▶ **DO THIS**
How many lines in the rows below contain the word "slice"? Uppercase and lowercase count as different, and the reply should be the number alone.

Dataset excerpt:
————————
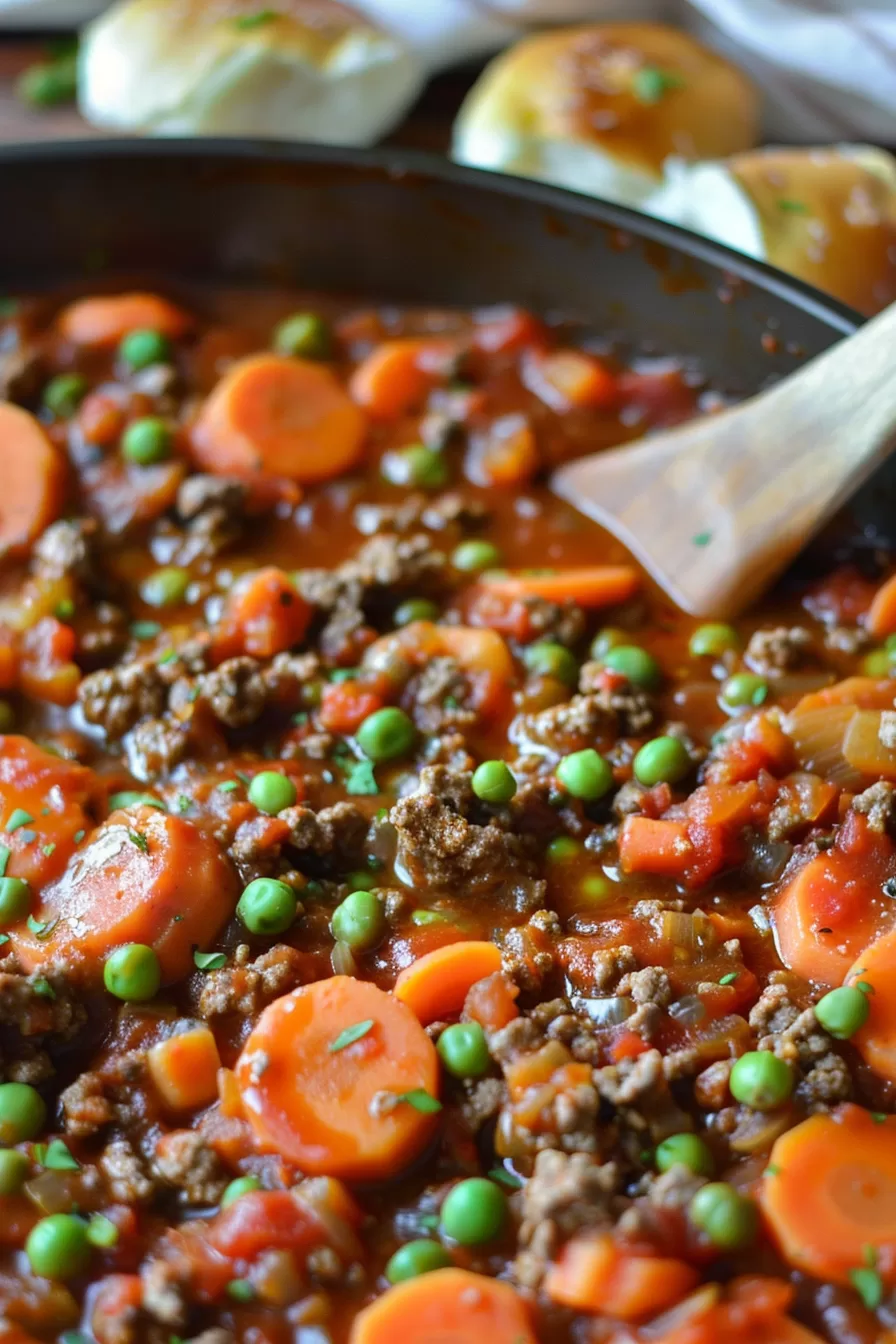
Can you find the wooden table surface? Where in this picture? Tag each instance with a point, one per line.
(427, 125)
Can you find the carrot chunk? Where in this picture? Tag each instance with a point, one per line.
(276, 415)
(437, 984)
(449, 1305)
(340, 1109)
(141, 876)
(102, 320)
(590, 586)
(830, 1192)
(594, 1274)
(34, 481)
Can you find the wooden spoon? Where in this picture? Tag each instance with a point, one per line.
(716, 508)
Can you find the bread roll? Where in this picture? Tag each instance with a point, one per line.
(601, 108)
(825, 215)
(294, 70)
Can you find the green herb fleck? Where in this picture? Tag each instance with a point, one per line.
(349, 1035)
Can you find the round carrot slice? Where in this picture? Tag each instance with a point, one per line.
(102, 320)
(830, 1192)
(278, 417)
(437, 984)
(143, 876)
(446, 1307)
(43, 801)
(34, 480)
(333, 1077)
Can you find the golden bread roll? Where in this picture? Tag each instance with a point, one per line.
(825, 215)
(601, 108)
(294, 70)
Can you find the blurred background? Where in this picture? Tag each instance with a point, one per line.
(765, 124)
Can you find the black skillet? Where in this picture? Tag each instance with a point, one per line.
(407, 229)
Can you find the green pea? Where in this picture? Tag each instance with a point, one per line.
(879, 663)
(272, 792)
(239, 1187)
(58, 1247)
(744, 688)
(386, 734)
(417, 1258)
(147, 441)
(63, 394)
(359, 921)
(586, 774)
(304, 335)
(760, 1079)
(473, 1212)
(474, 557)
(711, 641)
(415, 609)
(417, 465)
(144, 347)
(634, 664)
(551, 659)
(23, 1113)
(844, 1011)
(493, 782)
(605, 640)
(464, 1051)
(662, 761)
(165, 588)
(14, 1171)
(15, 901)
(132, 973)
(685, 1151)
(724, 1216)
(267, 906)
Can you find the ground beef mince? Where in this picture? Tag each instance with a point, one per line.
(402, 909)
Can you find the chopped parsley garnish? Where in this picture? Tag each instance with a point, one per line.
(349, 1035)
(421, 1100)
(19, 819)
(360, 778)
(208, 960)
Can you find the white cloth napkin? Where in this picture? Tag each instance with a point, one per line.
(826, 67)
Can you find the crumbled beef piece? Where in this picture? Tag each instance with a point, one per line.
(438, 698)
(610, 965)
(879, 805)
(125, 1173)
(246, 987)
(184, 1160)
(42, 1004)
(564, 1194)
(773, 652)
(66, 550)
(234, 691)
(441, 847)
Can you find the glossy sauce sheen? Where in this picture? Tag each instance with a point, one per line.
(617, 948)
————————
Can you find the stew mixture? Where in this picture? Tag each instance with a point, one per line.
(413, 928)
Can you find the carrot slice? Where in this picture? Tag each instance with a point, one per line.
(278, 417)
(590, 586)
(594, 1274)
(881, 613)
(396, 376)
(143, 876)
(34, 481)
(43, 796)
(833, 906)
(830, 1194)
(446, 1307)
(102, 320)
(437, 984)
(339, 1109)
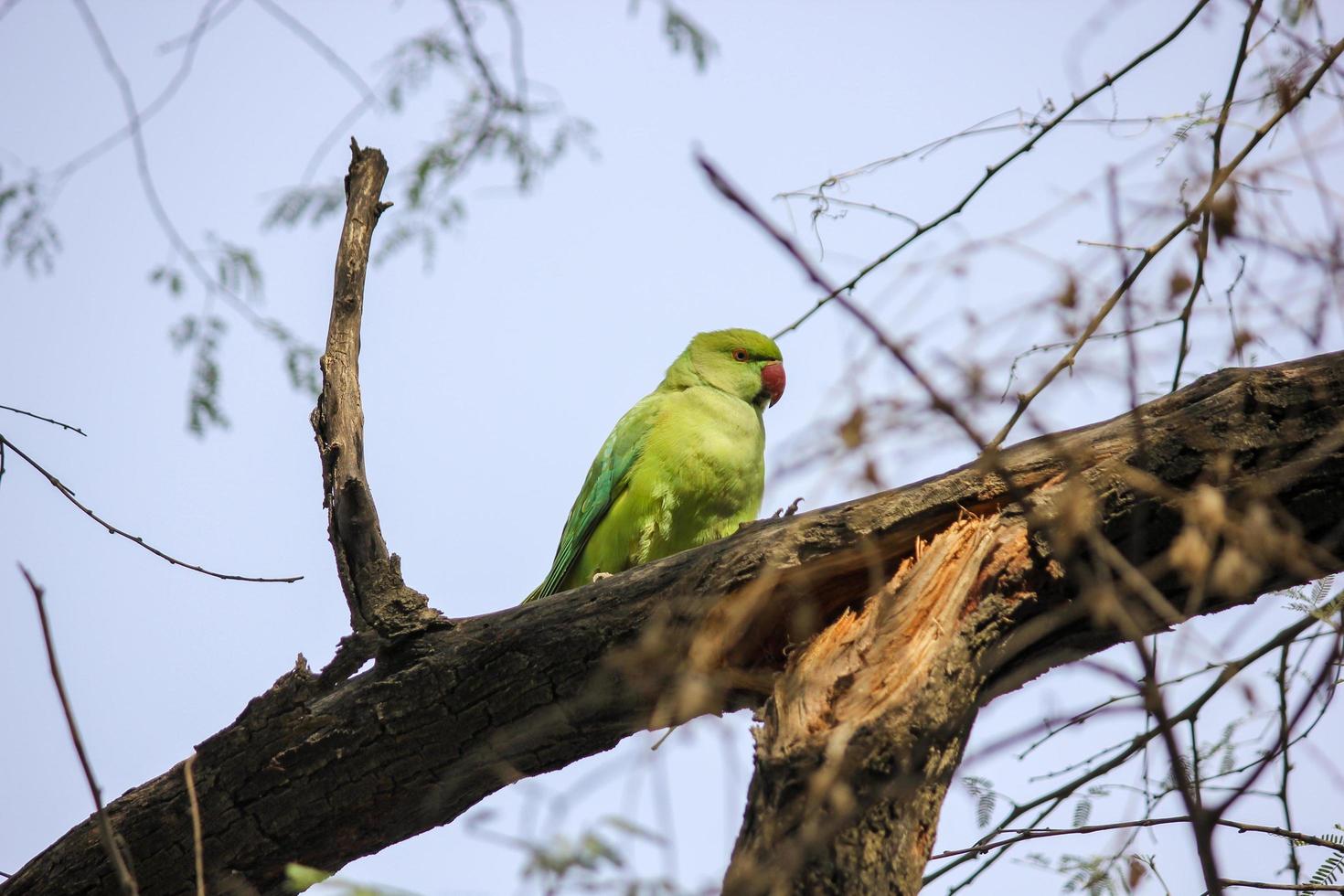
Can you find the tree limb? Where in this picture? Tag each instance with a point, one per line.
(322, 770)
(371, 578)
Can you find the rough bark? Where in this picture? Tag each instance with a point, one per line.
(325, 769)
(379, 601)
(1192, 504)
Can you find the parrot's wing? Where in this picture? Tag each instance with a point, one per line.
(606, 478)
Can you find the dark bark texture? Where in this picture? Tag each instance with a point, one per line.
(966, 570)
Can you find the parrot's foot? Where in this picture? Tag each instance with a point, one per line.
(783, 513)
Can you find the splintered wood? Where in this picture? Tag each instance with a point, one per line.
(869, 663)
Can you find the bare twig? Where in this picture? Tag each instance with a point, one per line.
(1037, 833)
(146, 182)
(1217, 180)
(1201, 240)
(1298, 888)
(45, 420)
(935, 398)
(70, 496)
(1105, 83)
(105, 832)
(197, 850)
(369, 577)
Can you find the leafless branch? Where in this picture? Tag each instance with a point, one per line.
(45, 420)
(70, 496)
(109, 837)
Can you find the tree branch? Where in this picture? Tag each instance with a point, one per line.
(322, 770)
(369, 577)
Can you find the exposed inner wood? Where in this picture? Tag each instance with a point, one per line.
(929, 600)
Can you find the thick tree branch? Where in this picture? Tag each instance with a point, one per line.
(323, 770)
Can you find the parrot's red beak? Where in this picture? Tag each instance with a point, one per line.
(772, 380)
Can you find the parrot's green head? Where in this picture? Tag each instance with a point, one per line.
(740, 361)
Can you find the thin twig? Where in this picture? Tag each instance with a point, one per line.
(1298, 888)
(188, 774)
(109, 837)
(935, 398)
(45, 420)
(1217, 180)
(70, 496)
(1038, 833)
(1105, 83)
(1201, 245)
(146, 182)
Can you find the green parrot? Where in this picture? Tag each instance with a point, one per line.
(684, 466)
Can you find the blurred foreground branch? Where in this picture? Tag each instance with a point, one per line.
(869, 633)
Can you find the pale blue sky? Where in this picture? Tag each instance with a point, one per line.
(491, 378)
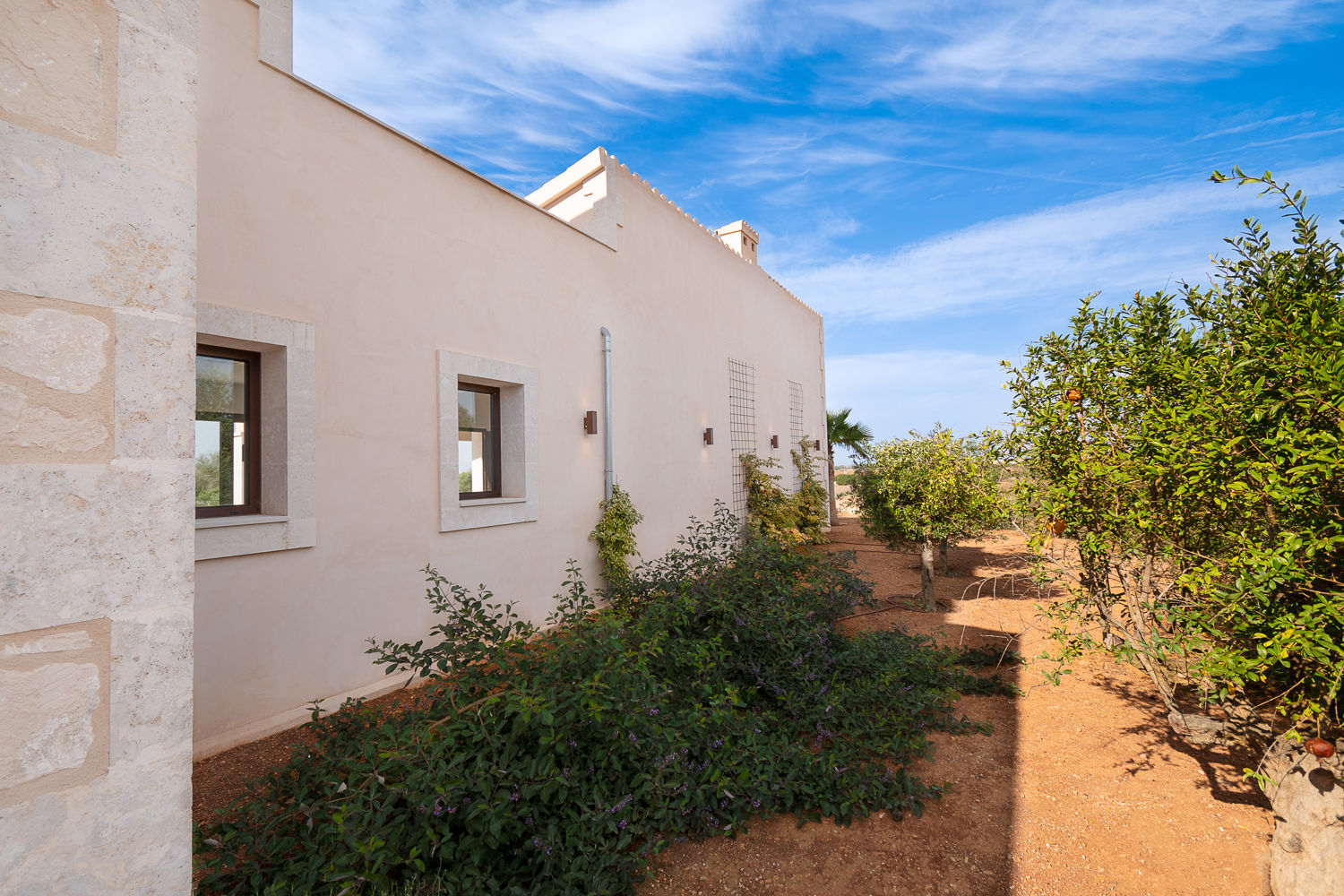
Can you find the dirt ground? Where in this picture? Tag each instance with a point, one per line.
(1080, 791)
————————
▶ **EXERCISE RESPONSE**
2